Stored dataset items
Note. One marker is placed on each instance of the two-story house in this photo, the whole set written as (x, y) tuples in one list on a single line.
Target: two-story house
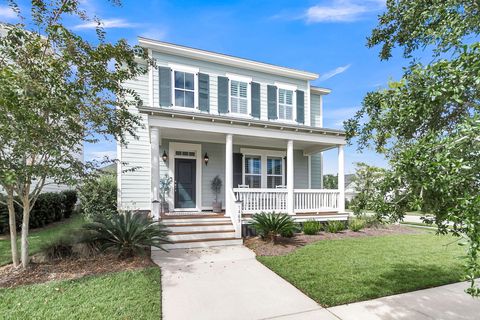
[(258, 126)]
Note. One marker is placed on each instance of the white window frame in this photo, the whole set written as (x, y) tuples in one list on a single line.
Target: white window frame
[(293, 88), (263, 154), (186, 69), (248, 80)]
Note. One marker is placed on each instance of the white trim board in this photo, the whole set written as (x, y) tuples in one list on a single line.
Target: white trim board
[(197, 148)]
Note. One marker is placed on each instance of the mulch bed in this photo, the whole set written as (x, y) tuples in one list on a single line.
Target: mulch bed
[(71, 268), (287, 245)]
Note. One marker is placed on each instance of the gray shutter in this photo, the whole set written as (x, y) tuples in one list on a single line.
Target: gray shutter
[(165, 92), (204, 92), (300, 106), (255, 100), (222, 95), (272, 102)]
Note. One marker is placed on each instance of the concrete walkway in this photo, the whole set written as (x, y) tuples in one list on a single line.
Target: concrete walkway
[(448, 302), (228, 283)]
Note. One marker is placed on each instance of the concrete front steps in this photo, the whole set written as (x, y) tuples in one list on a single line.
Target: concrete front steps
[(200, 232)]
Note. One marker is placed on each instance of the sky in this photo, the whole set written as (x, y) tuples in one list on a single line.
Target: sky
[(327, 37)]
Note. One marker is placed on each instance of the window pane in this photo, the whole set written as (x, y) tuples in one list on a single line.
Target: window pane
[(189, 81), (189, 99), (179, 98), (253, 165), (253, 181), (179, 79)]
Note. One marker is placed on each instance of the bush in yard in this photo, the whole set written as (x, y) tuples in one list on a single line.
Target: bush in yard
[(70, 202), (98, 197), (270, 225), (356, 224), (127, 233), (311, 227), (335, 226)]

» About this task: Return, with no change at all, every line in the entries above from the line containing "Target: mulch bed" through the line containing "Note. One marker is placed on each instance of the bush".

» Problem solution:
Target: mulch bed
[(71, 268), (287, 245)]
Note. One marker is placed on each instance of the gray shutter in this photo, the whole set written as (x, y) tuples in one list on a single line.
Target: gray shutter
[(165, 92), (204, 92), (300, 106), (255, 100), (222, 95), (272, 102)]
Note. One marker is placed on each instance of the concrete walkway in this photo, the whole set written as (x, y) tuples in one list on a single line.
Target: concrete walkway
[(448, 302), (228, 283)]
Note. One marker is placed on each instance of the concrete front steps in this photo, the whole set written as (x, y) tuples in one list on a single line.
Target: concrete front steps
[(200, 232)]
Note. One marker is placed on each instance of the sky in this photo, the whole set written as (x, y) tuples in one list on a single line.
Target: sky
[(327, 37)]
Note. One marker is placed on each instance of the window pane in this photo, the whole set written as (x, y) tuples in one list on a single line.
Target: window pane
[(189, 81), (189, 99), (179, 98), (253, 165), (253, 181), (179, 79)]
Note. One marker is placed on each instance of the bush in yard in this photo, the whole set written as (x, y) tuples in one list on a single line.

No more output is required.